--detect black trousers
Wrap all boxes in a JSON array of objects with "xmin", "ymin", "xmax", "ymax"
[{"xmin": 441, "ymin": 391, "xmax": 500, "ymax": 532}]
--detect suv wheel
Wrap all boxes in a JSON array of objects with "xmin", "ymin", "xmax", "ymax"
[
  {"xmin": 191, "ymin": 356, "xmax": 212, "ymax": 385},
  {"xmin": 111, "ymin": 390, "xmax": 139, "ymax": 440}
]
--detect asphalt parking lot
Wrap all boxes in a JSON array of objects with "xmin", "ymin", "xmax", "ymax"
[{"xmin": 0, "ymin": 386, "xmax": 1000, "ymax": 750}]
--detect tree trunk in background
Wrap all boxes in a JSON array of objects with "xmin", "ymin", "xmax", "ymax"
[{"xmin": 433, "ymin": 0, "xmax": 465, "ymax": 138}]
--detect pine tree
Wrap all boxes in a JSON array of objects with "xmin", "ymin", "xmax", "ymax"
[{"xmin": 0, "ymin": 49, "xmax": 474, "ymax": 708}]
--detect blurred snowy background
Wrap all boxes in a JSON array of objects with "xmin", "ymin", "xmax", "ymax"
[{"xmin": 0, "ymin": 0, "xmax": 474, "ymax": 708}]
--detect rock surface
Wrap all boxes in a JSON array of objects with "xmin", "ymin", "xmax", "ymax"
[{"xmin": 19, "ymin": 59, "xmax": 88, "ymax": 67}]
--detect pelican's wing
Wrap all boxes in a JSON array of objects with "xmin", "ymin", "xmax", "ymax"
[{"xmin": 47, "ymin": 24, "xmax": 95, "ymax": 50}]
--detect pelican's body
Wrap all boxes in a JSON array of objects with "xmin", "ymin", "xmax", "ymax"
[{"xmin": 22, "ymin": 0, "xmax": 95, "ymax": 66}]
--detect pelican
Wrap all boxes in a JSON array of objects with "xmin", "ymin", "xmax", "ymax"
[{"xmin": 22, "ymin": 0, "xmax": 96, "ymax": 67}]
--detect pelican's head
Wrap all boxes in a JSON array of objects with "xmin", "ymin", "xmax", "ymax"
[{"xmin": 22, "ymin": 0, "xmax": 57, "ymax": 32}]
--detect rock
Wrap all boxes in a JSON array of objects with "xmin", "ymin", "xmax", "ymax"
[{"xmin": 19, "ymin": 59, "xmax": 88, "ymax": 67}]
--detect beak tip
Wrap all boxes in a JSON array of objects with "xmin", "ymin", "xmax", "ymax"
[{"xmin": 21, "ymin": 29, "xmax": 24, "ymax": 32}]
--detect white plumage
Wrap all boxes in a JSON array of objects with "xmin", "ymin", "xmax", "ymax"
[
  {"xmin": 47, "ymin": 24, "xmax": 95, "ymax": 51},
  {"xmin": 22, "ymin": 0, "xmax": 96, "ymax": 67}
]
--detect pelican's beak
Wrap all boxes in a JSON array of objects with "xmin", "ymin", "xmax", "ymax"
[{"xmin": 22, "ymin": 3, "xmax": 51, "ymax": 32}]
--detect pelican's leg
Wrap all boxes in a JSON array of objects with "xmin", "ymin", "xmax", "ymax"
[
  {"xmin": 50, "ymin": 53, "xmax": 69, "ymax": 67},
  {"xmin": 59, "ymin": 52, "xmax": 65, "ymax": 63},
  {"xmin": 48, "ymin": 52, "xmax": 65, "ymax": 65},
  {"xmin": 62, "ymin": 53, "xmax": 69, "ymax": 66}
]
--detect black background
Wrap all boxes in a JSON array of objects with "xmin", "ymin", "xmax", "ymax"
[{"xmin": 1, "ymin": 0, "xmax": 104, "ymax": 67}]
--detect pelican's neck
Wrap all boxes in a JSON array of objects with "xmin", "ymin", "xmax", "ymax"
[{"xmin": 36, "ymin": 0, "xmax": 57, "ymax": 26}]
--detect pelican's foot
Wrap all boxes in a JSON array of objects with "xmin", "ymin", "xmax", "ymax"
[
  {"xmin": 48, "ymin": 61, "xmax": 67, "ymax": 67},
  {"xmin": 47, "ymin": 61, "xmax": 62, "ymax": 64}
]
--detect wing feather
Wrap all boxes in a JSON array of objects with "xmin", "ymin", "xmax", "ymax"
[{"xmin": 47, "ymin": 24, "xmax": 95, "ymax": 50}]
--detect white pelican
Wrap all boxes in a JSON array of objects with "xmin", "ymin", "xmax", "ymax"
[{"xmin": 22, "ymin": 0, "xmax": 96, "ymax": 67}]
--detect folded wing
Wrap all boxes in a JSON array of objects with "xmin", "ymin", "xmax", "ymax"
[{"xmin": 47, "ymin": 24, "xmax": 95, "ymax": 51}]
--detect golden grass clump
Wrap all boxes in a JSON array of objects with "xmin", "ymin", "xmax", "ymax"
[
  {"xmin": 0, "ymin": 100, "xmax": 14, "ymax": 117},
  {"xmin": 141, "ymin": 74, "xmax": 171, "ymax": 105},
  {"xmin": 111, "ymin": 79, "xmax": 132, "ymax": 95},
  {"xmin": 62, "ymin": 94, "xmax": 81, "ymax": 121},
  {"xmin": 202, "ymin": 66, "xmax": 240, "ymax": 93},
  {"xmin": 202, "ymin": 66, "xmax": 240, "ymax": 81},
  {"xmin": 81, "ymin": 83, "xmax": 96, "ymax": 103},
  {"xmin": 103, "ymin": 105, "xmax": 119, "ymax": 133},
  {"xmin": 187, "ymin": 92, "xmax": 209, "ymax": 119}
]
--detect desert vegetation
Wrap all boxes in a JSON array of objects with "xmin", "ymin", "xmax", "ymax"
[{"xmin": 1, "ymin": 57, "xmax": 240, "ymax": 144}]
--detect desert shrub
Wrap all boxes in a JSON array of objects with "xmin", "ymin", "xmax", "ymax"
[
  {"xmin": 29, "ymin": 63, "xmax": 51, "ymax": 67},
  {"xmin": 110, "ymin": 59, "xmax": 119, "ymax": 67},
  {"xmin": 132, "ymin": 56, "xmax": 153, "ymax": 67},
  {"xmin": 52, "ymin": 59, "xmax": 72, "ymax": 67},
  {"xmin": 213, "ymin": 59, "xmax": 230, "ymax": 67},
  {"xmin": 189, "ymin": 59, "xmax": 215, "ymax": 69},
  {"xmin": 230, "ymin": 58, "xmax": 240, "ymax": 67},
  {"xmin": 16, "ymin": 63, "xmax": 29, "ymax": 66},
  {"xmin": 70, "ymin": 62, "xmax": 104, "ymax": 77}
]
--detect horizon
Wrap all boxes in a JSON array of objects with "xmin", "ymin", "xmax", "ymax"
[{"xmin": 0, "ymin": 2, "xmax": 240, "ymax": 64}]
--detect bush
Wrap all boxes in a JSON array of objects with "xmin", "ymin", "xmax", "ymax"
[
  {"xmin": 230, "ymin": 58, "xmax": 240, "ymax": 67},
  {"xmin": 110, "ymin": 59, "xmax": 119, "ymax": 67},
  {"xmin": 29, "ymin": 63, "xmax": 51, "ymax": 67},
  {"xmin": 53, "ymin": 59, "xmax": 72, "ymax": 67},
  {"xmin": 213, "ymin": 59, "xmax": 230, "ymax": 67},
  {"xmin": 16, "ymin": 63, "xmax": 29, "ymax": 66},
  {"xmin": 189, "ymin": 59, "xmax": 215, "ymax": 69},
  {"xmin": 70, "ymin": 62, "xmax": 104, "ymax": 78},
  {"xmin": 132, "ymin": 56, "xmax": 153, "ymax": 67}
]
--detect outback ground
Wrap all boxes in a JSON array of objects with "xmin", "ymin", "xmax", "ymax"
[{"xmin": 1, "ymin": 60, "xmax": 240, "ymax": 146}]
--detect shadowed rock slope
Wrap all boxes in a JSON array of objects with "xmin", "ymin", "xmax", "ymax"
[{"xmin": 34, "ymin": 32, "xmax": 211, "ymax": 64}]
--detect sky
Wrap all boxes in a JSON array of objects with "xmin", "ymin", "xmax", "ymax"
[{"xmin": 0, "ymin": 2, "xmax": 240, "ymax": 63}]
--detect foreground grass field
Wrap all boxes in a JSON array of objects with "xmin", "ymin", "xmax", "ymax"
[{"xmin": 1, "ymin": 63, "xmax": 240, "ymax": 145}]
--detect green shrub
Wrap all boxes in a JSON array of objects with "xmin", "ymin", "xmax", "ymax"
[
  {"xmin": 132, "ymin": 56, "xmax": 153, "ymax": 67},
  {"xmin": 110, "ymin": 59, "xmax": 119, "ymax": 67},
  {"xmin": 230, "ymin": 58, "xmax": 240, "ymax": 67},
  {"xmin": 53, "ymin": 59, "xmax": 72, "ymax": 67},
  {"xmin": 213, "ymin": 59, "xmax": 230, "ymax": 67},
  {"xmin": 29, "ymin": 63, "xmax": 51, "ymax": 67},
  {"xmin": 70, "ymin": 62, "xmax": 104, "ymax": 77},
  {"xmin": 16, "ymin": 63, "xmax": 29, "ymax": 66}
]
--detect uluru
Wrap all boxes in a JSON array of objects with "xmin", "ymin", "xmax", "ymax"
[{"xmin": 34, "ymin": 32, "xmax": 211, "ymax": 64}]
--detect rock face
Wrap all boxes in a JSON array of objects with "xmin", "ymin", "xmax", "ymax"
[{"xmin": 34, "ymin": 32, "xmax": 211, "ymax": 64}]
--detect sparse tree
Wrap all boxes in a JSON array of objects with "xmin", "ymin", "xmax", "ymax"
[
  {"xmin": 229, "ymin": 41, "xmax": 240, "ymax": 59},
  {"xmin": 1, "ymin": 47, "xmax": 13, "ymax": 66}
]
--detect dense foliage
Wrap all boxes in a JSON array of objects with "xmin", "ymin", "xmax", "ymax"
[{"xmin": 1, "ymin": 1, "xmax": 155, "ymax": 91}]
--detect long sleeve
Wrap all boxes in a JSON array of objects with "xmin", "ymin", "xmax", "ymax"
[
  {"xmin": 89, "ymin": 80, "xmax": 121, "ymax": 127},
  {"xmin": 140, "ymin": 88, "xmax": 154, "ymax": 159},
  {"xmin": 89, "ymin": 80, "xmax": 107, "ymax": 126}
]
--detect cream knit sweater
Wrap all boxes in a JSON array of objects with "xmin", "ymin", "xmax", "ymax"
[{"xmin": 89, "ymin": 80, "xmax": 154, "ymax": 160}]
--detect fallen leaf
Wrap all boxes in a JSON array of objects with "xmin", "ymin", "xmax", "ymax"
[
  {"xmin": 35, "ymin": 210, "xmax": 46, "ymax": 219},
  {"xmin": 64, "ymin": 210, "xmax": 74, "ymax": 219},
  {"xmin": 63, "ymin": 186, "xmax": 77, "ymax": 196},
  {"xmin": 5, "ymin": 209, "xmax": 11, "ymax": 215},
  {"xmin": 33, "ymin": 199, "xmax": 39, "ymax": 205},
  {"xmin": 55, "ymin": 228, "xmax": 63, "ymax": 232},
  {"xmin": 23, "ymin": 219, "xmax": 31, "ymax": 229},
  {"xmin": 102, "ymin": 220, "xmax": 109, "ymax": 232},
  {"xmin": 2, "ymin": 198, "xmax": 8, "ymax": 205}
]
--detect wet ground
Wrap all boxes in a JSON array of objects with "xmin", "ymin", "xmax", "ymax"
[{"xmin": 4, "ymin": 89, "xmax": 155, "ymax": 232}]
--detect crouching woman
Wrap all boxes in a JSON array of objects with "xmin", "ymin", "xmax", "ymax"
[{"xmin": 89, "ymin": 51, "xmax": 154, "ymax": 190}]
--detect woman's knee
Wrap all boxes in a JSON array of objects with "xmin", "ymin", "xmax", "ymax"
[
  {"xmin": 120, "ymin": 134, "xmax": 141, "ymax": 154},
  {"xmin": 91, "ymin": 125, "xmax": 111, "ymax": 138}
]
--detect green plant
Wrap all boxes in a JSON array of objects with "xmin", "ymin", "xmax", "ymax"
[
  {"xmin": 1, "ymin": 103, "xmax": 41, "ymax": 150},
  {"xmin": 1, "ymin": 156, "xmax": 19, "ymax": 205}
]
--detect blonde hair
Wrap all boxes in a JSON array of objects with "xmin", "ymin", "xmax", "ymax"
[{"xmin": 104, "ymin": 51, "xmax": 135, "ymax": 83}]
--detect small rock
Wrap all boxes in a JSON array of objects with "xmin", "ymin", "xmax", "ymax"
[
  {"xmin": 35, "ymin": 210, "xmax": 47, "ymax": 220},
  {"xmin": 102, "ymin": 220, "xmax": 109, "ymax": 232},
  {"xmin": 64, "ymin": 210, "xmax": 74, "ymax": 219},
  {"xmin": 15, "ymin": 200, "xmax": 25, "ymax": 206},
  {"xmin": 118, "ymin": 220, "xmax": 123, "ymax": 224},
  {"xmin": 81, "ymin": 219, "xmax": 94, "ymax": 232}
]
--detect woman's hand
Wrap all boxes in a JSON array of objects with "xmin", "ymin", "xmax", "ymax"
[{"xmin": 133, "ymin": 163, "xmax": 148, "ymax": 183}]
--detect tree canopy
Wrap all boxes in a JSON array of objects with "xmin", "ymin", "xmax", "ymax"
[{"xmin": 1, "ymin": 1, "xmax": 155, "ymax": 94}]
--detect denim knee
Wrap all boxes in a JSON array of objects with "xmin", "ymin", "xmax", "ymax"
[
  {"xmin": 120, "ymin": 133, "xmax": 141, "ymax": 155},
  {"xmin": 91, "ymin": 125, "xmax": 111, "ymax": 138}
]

☆ ☆ ☆ ☆ ☆ ☆ ☆

**To do**
Return every line of the records that contains the string "tree", copying each line in full.

**Result below**
--detect tree trunk in background
--detect pine tree
--detect sparse tree
--detect tree canopy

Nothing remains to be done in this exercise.